▸ THE PROBLEM: What follows is a listing to be repeated in full and without alteration.

▸ AVAILABLE DATA:
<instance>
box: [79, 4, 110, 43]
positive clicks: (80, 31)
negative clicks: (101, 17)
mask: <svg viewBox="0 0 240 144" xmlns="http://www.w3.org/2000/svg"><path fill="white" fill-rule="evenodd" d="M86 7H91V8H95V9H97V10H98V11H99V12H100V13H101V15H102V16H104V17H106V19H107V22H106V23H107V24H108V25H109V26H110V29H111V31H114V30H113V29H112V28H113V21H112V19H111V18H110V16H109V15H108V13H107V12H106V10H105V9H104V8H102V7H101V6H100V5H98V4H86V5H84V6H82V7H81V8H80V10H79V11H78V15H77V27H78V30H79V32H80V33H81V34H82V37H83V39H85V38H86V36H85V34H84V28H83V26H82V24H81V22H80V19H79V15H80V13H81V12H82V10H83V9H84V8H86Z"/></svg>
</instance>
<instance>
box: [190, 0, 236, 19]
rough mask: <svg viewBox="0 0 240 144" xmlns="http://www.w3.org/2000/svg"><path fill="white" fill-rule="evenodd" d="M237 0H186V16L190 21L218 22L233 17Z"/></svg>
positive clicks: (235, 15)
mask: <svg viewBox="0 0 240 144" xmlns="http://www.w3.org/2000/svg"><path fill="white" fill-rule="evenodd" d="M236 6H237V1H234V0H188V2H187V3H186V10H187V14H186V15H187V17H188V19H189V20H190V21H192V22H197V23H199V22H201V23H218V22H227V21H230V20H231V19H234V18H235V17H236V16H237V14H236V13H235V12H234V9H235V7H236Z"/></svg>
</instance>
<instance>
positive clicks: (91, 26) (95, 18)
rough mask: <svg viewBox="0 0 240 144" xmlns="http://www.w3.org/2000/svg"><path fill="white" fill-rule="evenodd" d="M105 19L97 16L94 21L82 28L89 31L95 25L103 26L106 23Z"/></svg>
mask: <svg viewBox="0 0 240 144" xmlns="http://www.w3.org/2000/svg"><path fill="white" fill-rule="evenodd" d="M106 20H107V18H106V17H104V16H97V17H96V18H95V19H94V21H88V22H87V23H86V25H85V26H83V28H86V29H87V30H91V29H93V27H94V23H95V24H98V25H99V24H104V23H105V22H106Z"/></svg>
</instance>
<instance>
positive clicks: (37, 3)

▸ RESULT OF THIS EXERCISE:
<instance>
box: [79, 4, 110, 43]
positive clicks: (80, 31)
negative clicks: (101, 17)
mask: <svg viewBox="0 0 240 144" xmlns="http://www.w3.org/2000/svg"><path fill="white" fill-rule="evenodd" d="M86 7H91V8H95V9H97V10H98V11H99V12H100V13H101V15H102V16H104V17H106V19H107V22H106V23H107V24H108V25H109V26H110V29H111V31H114V30H113V29H112V28H113V21H112V19H111V18H110V16H109V15H108V13H107V12H106V10H105V9H104V8H102V7H101V6H100V5H98V4H86V5H84V6H82V7H81V8H80V10H79V11H78V15H77V27H78V30H79V32H80V33H81V34H82V37H83V39H85V38H86V36H85V34H84V28H83V26H82V24H81V22H80V19H79V15H80V13H81V12H82V10H83V9H84V8H86Z"/></svg>
</instance>
<instance>
box: [190, 0, 236, 19]
rough mask: <svg viewBox="0 0 240 144" xmlns="http://www.w3.org/2000/svg"><path fill="white" fill-rule="evenodd" d="M237 0H186V16L190 21L218 22L233 17Z"/></svg>
positive clicks: (235, 15)
mask: <svg viewBox="0 0 240 144" xmlns="http://www.w3.org/2000/svg"><path fill="white" fill-rule="evenodd" d="M236 6H237V1H234V0H188V2H187V3H186V10H187V14H186V15H187V17H188V19H189V20H190V21H192V22H197V23H199V22H201V23H218V22H227V21H230V20H231V19H234V18H235V17H236V16H237V14H236V13H235V12H234V9H235V7H236Z"/></svg>
</instance>
<instance>
positive clicks: (91, 26) (95, 18)
rough mask: <svg viewBox="0 0 240 144" xmlns="http://www.w3.org/2000/svg"><path fill="white" fill-rule="evenodd" d="M105 19L97 16L94 21L82 28L89 31L95 25L103 26L106 23Z"/></svg>
mask: <svg viewBox="0 0 240 144" xmlns="http://www.w3.org/2000/svg"><path fill="white" fill-rule="evenodd" d="M106 20H107V18H106V17H104V16H97V17H96V18H95V19H94V21H88V22H87V23H86V25H85V26H83V28H86V29H87V30H91V29H93V27H94V23H95V24H98V25H99V24H104V23H105V22H106Z"/></svg>
</instance>
<instance>
positive clicks: (37, 3)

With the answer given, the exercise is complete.